▶ PROBLEM
In the entries below, find the line containing "Can you see the shrub". Write out that line and all lines after it, exactly, and nothing else.

(Natural-language object grounding data)
*** Begin section ***

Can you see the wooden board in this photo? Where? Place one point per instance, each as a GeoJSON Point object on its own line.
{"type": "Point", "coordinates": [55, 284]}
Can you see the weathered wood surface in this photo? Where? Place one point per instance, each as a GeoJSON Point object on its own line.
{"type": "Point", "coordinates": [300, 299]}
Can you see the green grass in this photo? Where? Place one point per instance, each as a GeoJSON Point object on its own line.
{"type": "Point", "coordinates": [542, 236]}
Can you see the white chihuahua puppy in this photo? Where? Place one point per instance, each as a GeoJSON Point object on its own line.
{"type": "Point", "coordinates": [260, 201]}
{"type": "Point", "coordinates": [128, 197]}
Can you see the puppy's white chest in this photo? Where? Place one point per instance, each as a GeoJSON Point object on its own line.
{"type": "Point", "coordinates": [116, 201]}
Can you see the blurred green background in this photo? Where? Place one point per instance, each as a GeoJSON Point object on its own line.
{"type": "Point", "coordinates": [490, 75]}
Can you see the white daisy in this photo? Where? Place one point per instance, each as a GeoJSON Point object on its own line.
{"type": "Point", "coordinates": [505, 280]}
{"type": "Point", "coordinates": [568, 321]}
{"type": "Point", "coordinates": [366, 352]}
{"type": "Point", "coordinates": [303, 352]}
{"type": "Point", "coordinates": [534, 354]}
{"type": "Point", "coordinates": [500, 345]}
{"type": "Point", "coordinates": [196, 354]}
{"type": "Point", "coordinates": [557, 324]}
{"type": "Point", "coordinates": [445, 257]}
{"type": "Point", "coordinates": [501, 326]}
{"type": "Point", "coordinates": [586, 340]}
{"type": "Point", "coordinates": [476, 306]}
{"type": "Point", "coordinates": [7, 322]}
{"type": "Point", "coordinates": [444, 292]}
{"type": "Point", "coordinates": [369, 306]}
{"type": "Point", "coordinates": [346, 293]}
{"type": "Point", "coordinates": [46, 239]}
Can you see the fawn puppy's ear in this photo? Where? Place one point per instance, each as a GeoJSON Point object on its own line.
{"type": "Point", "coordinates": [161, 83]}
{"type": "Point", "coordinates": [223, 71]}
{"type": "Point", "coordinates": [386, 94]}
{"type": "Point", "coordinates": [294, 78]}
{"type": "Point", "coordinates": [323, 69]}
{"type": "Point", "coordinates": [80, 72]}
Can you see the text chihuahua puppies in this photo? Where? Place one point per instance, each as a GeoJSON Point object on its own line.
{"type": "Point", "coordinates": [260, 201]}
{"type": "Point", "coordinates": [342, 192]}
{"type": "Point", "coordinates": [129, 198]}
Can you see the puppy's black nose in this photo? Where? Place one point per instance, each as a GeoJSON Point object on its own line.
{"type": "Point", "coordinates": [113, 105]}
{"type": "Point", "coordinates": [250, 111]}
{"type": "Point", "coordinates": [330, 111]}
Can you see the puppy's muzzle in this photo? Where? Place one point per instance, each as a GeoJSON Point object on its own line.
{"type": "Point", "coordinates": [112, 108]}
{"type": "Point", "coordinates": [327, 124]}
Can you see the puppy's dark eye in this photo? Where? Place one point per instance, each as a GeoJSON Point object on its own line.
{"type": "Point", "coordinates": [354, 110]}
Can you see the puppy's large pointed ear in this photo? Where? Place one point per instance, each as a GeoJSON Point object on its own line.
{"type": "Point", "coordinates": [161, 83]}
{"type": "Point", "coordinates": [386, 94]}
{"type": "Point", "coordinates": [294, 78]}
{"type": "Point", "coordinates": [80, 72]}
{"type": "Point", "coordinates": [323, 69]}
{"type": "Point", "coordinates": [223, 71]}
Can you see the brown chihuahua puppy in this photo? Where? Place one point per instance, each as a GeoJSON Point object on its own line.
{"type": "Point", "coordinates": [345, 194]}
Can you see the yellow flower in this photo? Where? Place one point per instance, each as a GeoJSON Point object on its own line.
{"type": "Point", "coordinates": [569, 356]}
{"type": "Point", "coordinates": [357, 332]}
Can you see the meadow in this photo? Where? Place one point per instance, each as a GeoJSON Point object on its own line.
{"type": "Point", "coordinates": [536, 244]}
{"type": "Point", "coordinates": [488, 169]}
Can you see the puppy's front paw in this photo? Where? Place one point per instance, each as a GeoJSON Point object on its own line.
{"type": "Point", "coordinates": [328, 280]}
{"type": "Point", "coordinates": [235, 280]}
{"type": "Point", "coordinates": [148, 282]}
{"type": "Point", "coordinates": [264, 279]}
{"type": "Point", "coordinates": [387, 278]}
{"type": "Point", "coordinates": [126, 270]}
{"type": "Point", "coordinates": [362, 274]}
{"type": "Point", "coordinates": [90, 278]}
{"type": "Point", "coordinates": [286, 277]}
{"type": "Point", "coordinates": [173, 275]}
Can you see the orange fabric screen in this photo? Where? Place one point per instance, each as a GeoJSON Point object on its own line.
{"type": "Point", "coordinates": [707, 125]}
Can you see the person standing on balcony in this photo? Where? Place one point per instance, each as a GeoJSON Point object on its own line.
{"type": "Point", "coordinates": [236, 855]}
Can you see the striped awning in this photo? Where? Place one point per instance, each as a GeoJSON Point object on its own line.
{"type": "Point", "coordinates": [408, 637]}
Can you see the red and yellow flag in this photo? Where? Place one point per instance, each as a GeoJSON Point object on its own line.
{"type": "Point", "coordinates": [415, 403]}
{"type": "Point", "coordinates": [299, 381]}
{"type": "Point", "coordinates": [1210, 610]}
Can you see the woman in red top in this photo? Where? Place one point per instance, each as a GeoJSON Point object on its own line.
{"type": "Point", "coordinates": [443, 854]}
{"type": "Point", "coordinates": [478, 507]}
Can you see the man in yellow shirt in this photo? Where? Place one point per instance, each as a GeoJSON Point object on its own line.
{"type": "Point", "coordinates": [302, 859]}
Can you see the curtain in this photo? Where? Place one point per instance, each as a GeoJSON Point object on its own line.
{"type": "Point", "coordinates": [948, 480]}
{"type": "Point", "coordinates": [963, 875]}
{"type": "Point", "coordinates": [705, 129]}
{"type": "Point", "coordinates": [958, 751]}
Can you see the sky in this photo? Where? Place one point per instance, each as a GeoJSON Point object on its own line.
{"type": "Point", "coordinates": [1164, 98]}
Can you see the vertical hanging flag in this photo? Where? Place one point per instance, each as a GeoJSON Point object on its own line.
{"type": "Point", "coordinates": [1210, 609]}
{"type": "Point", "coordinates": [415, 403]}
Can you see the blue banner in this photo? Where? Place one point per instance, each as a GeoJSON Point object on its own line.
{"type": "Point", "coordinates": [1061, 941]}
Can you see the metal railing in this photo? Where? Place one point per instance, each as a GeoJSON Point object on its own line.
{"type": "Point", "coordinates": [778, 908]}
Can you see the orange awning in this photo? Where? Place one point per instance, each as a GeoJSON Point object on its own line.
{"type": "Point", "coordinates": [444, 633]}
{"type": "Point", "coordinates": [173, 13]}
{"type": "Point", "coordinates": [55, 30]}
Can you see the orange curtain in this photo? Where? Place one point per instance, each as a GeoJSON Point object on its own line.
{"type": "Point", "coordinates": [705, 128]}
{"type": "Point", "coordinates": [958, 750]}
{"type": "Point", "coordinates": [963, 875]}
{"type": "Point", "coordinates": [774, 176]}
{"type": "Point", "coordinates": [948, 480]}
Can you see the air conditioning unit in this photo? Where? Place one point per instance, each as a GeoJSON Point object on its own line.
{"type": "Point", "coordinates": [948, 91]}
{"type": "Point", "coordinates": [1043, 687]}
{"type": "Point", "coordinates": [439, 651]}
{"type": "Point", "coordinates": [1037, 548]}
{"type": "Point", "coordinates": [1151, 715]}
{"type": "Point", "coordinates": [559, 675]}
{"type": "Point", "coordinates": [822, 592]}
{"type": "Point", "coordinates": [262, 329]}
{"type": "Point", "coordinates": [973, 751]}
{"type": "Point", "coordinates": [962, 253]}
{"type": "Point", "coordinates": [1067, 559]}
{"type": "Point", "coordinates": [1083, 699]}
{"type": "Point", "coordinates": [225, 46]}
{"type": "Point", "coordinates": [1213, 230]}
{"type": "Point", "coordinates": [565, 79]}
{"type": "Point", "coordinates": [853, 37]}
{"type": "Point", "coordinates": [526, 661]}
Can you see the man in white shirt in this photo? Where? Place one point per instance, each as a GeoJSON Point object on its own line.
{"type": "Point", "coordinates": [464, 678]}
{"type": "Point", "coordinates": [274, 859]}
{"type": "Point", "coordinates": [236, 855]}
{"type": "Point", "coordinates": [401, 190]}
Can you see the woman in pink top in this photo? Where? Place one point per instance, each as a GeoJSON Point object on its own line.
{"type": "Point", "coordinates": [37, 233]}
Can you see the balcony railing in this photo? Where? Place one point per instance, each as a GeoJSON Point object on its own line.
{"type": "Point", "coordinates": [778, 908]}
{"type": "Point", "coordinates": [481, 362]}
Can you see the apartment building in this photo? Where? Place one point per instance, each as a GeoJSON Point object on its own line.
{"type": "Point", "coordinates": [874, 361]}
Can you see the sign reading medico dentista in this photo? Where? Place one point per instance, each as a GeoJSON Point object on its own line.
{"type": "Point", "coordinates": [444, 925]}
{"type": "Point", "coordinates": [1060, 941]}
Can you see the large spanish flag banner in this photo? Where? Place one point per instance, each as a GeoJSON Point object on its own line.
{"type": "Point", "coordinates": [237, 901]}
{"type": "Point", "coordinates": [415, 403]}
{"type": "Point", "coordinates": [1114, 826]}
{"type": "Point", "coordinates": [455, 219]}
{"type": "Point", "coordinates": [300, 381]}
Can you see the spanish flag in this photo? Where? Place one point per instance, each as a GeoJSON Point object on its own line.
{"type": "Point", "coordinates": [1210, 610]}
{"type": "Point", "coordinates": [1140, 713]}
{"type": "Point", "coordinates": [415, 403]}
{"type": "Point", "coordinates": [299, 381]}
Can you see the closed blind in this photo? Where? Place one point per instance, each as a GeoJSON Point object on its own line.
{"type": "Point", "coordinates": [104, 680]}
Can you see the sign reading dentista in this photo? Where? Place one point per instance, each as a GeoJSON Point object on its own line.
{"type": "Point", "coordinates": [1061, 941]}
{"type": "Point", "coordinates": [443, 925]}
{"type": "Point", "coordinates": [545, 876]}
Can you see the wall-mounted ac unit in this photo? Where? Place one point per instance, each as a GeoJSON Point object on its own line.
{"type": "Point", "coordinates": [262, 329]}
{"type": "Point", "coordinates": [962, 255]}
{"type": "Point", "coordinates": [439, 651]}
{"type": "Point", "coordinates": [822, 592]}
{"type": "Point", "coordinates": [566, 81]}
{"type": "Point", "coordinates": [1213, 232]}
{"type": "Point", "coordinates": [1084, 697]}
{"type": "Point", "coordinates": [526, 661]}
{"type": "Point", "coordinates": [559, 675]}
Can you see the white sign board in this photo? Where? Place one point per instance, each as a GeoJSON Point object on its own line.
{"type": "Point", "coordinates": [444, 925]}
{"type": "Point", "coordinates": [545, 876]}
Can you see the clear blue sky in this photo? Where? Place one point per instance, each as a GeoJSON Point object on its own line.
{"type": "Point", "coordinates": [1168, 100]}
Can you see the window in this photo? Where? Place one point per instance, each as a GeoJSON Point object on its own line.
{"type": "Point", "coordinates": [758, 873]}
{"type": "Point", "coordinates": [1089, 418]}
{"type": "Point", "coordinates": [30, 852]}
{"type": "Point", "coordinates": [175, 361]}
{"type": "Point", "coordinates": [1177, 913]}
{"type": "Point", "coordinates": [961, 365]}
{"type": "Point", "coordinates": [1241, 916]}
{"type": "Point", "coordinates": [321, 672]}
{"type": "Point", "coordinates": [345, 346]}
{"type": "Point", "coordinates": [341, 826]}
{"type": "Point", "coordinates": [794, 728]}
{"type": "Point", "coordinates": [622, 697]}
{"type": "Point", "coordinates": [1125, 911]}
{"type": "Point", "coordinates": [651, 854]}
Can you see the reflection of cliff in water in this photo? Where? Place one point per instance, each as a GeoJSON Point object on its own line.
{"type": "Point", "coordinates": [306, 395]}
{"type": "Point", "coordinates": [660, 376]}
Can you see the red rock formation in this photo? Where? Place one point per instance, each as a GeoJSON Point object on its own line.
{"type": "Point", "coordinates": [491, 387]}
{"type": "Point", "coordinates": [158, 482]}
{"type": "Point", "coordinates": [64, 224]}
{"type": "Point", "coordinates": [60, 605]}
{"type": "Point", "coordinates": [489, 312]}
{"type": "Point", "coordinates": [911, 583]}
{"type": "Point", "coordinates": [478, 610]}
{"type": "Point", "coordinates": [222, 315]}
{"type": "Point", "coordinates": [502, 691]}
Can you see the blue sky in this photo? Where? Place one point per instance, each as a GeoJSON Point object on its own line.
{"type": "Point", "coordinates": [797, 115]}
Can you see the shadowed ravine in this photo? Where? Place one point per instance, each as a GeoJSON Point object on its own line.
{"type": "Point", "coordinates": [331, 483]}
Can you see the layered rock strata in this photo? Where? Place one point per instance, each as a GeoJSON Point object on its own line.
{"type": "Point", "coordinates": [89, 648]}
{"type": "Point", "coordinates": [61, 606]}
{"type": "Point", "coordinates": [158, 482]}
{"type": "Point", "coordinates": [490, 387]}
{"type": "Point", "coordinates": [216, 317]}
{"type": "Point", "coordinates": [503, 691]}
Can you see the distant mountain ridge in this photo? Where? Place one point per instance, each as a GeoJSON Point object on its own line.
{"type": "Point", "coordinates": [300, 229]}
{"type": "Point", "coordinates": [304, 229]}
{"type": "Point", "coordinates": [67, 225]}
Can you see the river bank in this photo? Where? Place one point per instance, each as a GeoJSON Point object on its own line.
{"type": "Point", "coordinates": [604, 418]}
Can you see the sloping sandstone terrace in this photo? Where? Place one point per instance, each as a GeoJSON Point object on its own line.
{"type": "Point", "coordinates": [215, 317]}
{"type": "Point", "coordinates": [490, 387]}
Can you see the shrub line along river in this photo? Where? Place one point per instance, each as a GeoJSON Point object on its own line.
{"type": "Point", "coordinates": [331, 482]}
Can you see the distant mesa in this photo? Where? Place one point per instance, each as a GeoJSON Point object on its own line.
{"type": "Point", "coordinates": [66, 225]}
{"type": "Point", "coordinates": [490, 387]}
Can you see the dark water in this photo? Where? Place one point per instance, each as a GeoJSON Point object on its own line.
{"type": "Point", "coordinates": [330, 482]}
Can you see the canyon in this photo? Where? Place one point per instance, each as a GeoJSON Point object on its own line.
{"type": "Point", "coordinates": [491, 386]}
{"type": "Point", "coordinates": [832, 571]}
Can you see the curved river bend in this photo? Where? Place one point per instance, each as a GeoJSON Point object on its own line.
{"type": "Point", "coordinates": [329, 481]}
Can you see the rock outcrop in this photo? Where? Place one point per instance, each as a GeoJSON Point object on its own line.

*** End section ***

▶ RESULT OF THIS EXERCISE
Can you see the shrub line along river in this photo? Where? Place one point per instance, each as a GeoJSON Point object on its own line.
{"type": "Point", "coordinates": [331, 482]}
Can you see the distant mesa in this photo? Where? Place one point per instance, each as a GeoJSON Point object on its own line.
{"type": "Point", "coordinates": [66, 225]}
{"type": "Point", "coordinates": [490, 387]}
Can you see the dark water in this photo? Where? Place one point per instance, each as a GeoJSON Point object on its own line.
{"type": "Point", "coordinates": [330, 482]}
Can you see the canyon in this photo? Where? Place one point per instance, each as a GeoJSON Point object on its own line.
{"type": "Point", "coordinates": [491, 386]}
{"type": "Point", "coordinates": [832, 571]}
Can you see the curved river bend in this photo? Where? Place one point per instance, each as a GeoJSON Point object on its own line.
{"type": "Point", "coordinates": [329, 481]}
Can you see the rock outcrop in this photo? Where? Place one point per instance, each as a GeoJSON Point object on its own line.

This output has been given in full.